**O QUE FAZER**
Retome o texto sobre o homem que mora numa carrocinha de madeira e dê continuidade a ele a partir da última frase.

Como num ritual, ele começa logo cedo a labuta diária.
O conheço há 6 anos, e cada brasileiro o conhece. 25 ou 50
anos? Não saberia dizer sua idade.
Pele flácida nos braços e enrugada no rosto devido à
exposição à poluição das marginais e ao sol sem protetor
solar - parece bacalhau na secura, porém com fibras mais
escuras.
Não sei para onde leva o papelão e o lixo não mais
usado pelos que vivem em casas de cimento, salubres,
alugadas ou compradas - a dele foi adquirida.
Mas sei onde desova objetos pesados, como
ferramentas, de alto valor para ele: sua casa: uma
carrocinha de madeira, recoberta de papelão e alumínio.
Sem rodas, sua residência não é móvel, fica numa rua
sem muito fluxo de carros. Ele tem esposa. Sem aliança,
magrela e musculosa, negra, vaidosa e bem precavida.
Enquanto cambaleia ébrio, ela grita " Eu vi você
olhando as negas!". É curioso a crise de ciúmes recorrente e
intensa que tem pelo marido - de fora, não se dá nada por
ele.

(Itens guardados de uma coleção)

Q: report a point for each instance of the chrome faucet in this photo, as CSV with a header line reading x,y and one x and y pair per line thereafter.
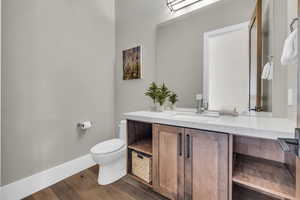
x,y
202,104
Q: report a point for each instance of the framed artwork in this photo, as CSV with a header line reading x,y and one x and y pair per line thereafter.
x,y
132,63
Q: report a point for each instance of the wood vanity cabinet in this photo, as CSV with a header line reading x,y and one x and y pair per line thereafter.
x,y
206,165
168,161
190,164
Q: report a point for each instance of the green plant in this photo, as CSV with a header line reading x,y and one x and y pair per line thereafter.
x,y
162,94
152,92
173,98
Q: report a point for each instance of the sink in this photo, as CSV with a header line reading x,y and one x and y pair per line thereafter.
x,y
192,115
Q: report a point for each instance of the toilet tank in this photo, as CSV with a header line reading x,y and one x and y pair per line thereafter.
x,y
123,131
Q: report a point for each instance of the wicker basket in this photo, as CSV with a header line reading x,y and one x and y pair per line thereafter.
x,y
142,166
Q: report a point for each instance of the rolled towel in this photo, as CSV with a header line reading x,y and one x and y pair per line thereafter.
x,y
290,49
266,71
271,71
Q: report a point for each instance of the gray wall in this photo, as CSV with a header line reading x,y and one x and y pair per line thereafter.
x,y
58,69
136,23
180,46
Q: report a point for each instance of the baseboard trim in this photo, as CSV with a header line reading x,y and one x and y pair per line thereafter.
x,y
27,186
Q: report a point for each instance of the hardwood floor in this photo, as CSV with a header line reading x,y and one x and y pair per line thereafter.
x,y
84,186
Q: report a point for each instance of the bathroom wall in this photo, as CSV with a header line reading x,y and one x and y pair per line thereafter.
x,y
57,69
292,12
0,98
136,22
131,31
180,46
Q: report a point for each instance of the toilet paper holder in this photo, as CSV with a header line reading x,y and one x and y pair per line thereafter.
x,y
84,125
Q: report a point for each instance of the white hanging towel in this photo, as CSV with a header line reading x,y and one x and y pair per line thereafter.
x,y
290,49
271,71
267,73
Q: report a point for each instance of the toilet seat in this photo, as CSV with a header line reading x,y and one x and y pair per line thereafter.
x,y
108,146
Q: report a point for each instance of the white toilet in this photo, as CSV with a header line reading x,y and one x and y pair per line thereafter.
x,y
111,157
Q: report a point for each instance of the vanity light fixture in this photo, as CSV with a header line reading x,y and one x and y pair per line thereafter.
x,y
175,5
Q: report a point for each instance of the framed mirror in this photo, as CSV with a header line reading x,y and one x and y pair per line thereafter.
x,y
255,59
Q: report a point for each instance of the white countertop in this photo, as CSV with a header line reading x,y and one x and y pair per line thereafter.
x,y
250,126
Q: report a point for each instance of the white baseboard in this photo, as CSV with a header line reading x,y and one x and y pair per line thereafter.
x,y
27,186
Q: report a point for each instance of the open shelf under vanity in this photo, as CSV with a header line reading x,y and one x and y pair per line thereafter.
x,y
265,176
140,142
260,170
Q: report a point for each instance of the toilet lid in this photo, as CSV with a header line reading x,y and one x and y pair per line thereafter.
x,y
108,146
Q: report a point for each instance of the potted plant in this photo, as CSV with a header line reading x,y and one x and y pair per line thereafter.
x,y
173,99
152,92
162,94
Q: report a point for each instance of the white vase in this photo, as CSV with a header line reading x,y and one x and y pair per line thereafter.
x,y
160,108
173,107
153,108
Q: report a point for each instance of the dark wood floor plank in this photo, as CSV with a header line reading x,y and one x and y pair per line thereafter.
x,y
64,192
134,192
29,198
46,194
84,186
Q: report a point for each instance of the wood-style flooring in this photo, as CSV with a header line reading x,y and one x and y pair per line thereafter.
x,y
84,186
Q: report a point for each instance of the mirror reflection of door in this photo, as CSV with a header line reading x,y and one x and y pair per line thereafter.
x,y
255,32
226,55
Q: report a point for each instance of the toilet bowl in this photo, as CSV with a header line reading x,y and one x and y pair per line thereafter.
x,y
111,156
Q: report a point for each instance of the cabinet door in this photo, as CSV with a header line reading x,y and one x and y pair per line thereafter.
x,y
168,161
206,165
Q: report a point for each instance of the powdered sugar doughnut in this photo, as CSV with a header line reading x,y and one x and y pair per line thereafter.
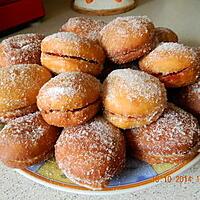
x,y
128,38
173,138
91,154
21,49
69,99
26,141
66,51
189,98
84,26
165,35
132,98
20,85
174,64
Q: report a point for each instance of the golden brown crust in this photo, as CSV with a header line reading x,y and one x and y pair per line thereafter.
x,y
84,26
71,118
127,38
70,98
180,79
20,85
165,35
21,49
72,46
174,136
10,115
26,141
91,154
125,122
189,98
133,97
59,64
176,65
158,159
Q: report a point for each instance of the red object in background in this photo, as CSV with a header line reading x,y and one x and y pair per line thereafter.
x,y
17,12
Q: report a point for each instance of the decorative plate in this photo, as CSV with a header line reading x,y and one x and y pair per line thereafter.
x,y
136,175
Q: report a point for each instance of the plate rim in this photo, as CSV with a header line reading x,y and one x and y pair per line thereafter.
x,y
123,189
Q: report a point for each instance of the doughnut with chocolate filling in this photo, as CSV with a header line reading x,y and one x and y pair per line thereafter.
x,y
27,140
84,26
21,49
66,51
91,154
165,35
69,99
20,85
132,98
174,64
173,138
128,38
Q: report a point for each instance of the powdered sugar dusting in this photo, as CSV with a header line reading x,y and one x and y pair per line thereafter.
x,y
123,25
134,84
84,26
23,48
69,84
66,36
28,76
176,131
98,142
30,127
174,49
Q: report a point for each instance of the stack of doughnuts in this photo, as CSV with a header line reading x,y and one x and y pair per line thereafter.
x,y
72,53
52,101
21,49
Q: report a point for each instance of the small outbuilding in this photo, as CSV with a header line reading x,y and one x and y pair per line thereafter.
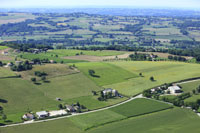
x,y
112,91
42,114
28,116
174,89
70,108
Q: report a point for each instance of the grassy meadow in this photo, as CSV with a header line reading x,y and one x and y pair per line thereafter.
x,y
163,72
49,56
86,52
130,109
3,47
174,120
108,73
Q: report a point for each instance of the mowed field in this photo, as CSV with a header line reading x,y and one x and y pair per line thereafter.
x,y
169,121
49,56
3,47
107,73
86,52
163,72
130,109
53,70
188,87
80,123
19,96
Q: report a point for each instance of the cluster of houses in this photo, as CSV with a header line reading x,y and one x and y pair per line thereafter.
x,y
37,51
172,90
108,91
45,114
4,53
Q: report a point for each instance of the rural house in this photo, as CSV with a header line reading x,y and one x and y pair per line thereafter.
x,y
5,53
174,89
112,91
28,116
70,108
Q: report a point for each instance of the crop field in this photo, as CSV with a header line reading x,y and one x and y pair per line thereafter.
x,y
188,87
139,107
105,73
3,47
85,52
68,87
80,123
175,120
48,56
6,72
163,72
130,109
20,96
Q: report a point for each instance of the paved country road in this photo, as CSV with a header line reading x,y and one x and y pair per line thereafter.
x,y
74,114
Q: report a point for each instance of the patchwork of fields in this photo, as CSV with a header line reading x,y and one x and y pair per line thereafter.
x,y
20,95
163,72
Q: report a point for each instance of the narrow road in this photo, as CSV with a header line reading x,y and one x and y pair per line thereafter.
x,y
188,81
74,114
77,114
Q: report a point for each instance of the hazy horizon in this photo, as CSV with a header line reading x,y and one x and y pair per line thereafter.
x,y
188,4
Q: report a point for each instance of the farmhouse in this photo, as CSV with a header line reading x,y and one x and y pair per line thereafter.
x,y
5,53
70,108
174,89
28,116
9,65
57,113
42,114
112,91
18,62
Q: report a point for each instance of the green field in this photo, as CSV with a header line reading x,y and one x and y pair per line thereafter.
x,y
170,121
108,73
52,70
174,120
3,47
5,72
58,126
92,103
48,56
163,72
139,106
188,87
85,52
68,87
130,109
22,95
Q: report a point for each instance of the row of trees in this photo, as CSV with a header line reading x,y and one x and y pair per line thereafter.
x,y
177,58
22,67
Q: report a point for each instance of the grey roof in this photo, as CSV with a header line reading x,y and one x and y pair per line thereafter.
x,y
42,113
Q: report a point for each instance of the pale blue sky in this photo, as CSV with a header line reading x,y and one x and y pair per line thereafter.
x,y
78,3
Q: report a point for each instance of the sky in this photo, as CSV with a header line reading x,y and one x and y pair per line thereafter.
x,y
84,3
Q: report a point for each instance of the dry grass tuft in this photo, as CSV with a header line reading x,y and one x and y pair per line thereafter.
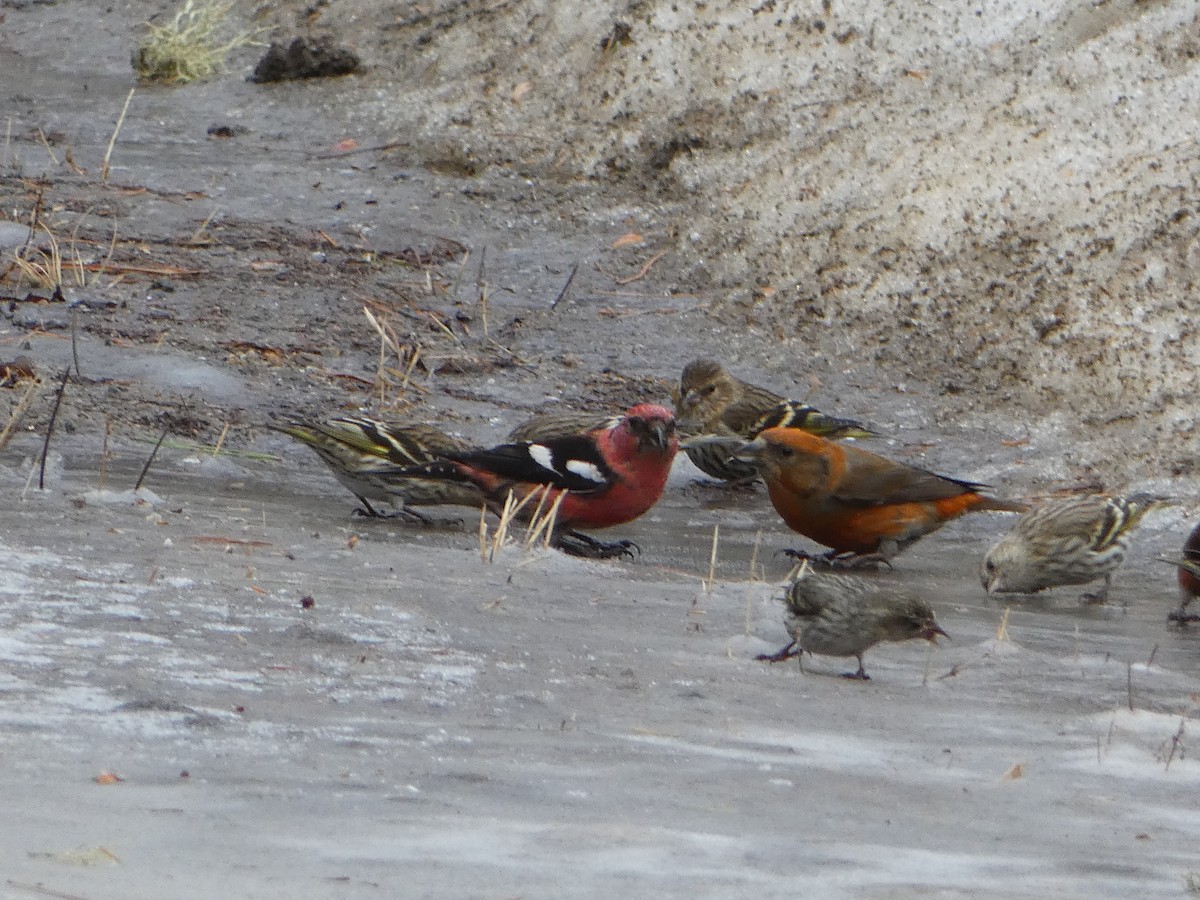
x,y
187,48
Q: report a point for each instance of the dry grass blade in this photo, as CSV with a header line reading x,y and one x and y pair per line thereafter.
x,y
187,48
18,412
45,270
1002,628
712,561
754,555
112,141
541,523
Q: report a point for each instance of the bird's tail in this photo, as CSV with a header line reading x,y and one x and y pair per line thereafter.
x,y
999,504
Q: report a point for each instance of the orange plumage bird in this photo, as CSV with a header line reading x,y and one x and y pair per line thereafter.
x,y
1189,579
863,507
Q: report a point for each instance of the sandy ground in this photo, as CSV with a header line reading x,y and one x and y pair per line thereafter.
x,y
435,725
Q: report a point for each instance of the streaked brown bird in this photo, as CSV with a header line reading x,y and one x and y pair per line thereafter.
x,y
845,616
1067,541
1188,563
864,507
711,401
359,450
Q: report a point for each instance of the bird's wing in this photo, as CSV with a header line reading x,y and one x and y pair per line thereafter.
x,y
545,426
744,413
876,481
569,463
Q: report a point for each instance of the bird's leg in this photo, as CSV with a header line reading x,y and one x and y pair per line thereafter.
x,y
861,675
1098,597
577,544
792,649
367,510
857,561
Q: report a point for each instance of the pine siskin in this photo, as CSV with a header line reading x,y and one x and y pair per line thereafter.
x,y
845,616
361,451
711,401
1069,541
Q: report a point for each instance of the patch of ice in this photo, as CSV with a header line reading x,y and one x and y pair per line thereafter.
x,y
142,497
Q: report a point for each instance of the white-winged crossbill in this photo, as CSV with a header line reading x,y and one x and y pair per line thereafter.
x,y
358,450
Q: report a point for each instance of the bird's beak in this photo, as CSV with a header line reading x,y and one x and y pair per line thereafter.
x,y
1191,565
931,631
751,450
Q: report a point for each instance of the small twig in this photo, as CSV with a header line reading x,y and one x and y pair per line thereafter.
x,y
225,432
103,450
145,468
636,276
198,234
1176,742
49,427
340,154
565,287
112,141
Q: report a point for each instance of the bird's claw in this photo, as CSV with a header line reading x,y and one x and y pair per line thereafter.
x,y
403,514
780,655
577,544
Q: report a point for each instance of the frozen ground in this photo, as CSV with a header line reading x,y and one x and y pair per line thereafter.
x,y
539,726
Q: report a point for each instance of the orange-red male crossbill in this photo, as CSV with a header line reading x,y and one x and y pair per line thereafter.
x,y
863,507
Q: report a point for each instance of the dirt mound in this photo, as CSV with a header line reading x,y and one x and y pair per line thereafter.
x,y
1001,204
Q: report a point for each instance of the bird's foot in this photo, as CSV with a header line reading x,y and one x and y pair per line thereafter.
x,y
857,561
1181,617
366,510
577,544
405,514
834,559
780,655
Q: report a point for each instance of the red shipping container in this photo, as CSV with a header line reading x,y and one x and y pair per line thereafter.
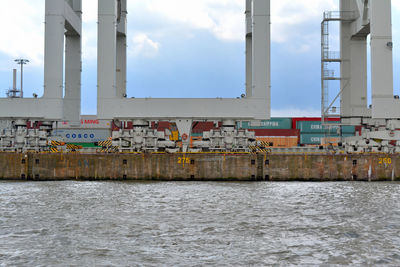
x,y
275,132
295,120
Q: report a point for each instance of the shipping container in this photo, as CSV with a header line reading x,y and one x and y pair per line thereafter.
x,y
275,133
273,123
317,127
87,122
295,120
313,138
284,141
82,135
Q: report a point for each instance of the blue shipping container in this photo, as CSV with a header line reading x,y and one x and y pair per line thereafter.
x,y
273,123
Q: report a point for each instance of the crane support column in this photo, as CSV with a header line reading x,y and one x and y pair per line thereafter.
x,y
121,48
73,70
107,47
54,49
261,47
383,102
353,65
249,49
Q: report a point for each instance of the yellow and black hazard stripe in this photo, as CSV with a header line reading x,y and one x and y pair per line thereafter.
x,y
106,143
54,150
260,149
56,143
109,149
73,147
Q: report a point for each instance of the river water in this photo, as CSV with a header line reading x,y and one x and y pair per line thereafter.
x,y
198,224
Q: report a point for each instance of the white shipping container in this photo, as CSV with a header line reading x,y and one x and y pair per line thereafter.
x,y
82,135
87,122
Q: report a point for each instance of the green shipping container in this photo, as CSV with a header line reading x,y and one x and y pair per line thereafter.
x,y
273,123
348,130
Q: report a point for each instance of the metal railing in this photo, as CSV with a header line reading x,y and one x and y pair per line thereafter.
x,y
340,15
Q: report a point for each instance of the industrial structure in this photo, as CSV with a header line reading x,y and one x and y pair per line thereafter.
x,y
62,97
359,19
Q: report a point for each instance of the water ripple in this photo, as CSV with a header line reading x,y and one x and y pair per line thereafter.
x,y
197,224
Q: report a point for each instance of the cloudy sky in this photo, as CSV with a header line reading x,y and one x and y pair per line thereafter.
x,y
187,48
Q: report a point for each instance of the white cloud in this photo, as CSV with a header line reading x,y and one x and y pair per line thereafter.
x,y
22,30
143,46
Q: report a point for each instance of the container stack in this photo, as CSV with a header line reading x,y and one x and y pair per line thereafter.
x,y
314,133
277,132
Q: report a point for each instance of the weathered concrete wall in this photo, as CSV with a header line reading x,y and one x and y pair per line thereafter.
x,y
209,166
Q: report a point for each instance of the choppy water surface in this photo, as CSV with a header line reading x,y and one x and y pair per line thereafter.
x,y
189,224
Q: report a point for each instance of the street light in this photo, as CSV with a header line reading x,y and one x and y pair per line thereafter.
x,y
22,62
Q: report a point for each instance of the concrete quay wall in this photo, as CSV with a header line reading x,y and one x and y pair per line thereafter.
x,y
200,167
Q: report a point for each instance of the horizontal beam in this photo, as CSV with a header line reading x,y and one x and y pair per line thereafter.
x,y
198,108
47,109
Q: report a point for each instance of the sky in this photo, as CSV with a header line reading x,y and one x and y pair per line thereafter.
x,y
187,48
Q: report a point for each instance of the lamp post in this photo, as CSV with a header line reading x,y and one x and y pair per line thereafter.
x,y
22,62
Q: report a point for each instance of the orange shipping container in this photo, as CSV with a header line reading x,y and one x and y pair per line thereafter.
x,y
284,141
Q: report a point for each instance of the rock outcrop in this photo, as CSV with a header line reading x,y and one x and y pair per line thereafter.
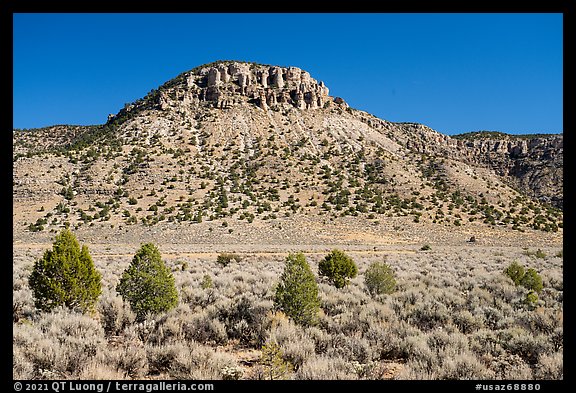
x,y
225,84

**RESULTADO DO EXERCÍCIO**
Antigamente, o ajudava a carregar a carroça e a catar
o papelão. Hoje, mais asseada que antes, bem arrumada,
cabelo, roupa, unha, parece ter arrumado trabalho
registrado.
São visto juntos, morando juntos, dormindo juntos. O
ciúme e a braveza dela continuam os mesmos. Gritando e, às
vezes, o esbofeteando.
Ao contrário da genética da esposa, a pele do marido
acelerou o processo de definhamento nos últimos meses,
parece quase rasgada, mas ele mantém o ar dócil como o de um
labrador.
Mas algo mudou. Antes tinha o olhar adiante, como um
objetivo a caçar, a alcançar, não se fazia causar pena.
Agora sua íris vaga, não tem prumo, não tem brio.
É visto embriagado com mais freqüência e novos amigos.
Manhã ou noite ou dia. Em anos, nunca pediu dinheiro
por levar os reciclados, mas recentemente isso mudou.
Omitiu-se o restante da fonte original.